Exercise brief | Convert the lines starting at the one that contains "Indicate the leafless" and ending at the one that contains "x=381, y=140" into a JSON list of strings, one string per line, with blank lines left out.

Data for this exercise |
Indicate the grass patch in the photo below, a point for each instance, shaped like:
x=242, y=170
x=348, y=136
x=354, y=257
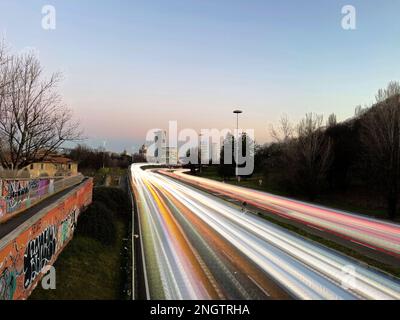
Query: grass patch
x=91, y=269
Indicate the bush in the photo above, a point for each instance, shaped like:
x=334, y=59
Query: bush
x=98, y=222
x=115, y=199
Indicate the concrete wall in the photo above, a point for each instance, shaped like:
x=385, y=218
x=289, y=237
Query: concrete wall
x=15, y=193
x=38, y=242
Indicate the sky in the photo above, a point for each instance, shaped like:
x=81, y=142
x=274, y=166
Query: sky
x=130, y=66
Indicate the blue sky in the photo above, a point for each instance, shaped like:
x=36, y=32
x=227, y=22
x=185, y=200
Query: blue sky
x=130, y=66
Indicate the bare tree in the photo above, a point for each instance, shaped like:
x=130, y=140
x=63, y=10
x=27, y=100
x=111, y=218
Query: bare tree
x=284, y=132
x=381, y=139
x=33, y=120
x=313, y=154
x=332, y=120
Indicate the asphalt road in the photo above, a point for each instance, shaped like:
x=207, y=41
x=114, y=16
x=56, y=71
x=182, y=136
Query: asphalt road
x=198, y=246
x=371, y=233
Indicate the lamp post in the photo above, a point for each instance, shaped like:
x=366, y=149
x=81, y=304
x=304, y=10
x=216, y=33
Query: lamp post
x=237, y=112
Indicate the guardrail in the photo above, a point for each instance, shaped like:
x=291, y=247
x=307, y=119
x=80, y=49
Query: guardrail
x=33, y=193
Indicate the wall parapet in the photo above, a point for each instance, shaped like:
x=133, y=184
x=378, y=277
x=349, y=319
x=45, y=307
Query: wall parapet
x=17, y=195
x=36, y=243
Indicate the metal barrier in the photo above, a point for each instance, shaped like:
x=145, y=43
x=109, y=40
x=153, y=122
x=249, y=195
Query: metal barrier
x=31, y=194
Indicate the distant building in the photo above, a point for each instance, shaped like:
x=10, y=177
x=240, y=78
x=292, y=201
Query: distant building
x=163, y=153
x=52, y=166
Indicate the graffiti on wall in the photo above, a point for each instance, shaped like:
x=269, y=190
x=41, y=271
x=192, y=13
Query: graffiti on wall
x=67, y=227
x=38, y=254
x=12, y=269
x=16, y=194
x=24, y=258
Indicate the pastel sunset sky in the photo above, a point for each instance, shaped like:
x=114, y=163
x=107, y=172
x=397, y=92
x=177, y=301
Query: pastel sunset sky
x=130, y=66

==

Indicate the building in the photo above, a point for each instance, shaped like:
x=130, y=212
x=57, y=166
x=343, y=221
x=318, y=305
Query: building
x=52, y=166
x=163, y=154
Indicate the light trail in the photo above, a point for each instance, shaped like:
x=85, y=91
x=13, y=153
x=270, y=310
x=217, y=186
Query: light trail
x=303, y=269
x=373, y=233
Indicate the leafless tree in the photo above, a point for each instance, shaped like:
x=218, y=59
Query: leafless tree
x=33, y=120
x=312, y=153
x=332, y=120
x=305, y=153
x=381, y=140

The reply |
[
  "Indicate the leafless tree in the photo above, a point for each instance, shaped like:",
  "x=218, y=59",
  "Query: leafless tree",
  "x=33, y=120",
  "x=312, y=153",
  "x=332, y=120",
  "x=305, y=153",
  "x=381, y=140"
]